▸ EXERCISE BRIEF
Whenever "below" appears in a line, please copy that line from the data.
▶
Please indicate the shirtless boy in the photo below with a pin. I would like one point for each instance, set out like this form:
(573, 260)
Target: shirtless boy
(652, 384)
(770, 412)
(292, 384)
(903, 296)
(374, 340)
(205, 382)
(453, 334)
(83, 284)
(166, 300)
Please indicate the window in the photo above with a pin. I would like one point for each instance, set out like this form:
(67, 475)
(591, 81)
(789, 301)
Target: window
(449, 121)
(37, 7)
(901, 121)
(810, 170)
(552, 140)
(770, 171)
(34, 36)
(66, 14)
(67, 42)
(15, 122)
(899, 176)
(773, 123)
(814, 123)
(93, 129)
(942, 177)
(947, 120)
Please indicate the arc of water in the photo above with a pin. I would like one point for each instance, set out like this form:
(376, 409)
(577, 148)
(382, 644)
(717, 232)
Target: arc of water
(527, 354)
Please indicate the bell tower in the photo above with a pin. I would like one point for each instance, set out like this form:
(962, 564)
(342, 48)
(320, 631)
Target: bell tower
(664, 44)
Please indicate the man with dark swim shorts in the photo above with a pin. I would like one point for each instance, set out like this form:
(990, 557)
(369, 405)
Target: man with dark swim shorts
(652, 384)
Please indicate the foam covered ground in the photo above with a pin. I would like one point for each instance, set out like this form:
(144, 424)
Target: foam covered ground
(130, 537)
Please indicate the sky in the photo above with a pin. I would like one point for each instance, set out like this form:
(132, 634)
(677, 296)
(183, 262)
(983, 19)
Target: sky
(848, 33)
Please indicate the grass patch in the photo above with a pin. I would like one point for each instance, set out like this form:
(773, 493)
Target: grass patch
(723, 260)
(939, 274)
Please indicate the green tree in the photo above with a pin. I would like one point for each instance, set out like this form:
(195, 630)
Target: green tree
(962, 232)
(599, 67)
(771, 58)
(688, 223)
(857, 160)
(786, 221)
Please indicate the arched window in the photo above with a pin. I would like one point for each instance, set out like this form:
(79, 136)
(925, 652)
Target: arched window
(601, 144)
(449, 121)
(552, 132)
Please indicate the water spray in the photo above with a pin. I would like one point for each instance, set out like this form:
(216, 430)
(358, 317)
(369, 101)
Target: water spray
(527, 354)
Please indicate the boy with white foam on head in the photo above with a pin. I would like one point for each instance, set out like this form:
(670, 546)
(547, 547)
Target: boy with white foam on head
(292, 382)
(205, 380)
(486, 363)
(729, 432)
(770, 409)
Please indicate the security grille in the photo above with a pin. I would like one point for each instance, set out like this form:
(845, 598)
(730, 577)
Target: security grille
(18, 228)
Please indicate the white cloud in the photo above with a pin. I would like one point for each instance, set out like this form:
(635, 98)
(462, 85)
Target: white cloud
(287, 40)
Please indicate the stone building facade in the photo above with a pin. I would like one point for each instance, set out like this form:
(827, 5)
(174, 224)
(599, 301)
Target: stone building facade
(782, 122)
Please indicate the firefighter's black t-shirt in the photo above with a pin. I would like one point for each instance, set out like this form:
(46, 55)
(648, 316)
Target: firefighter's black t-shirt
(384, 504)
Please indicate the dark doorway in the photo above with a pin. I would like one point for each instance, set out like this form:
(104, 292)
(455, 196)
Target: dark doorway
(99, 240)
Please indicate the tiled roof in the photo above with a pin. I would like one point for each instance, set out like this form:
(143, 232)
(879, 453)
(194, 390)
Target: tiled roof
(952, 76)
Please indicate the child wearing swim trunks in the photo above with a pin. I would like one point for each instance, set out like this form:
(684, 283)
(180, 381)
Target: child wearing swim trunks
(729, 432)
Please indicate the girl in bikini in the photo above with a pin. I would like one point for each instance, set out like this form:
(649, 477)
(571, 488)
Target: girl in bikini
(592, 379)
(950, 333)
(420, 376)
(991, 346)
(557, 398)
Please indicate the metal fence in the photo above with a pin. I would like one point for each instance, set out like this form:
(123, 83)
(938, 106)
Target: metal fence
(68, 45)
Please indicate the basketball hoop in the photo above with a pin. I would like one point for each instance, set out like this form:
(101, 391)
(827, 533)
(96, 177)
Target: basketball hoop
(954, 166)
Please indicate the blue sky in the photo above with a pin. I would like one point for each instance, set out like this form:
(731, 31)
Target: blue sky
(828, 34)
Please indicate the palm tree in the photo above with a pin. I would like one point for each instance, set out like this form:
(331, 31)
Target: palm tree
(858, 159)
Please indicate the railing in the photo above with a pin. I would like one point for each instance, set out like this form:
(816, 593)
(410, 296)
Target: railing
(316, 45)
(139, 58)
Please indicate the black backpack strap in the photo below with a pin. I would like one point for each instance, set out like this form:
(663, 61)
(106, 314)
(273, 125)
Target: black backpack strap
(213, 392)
◀
▸ REPLY
Please indicate the shirtless boy in the photo below with a pin. I would like one point for each instance, set out like this form:
Please indicate the black backpack strap in the photo below with a pin. I would like one point for each instance, set out like this form:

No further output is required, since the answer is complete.